• **CONSIGNE**
Recopiez à l'identique le passage du texte sur le programme Atlas, en commençant à « C'est dans ce » et en terminant à « cas en France. ».

• **EXTRAIT DU TEXTE**
________________________________________
C'est dans ce cadre que naît le programme Atlas dédié à la compréhension des deux lymphomes les plus fréquents que sont le lymphome folliculaire et le lymphome diffus à grandes cellules B. Un vrai enjeu de santé publique puisque l'on enregistre chaque année 18 000 nouveaux cas en France.

En l'occurrence, l'acteur industriel est Bristol Myers Squibb, une entreprise biopharmaceutique internationale dont la mission consiste à découvrir, développer et proposer des médicaments innovants qui aident les patients à surmonter des maladies graves. Côté académique, on trouve le Centre d'immunologie Marseille Luminy, une unité mixte de recherche de l'Inserm, d'Aix-Marseille Université et du CNRS. Autre acteur majeur du partenariat : l'institut Carnot Calym, dans le Rhône. Familier des collaborations public/privé, celui-ci regroupe des équipes de recherche académique, translationnelle et clinique capables de conduire au développement de thérapies médicamenteuses ou d'outils diagnostiques pour le lymphome.
________________________________________
• **DONNÉES FOURNIES**

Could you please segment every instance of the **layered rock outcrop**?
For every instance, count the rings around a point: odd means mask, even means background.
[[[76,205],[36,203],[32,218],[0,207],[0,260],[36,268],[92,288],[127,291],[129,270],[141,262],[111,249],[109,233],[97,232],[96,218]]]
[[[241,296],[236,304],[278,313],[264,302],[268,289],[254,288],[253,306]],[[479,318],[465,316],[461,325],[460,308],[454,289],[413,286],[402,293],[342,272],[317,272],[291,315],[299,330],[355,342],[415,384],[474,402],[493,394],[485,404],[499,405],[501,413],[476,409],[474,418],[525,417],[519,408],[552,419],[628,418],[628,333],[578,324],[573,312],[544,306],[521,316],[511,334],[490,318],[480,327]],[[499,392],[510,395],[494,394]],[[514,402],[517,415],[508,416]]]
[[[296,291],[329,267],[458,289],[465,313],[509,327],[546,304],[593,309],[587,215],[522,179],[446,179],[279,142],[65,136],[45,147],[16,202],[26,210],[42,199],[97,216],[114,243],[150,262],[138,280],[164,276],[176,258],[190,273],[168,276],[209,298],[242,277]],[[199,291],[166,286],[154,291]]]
________________________________________
• **ESPACE DE RÉPONSE**
C'est dans ce cadre que naît le programme Atlas dédié à la compréhension des deux lymphomes les plus fréquents que sont le lymphome folliculaire et le lymphome diffus à grandes cellules B. Un vrai enjeu de santé publique puisque l'on enregistre chaque année 18 000 nouveaux cas en France.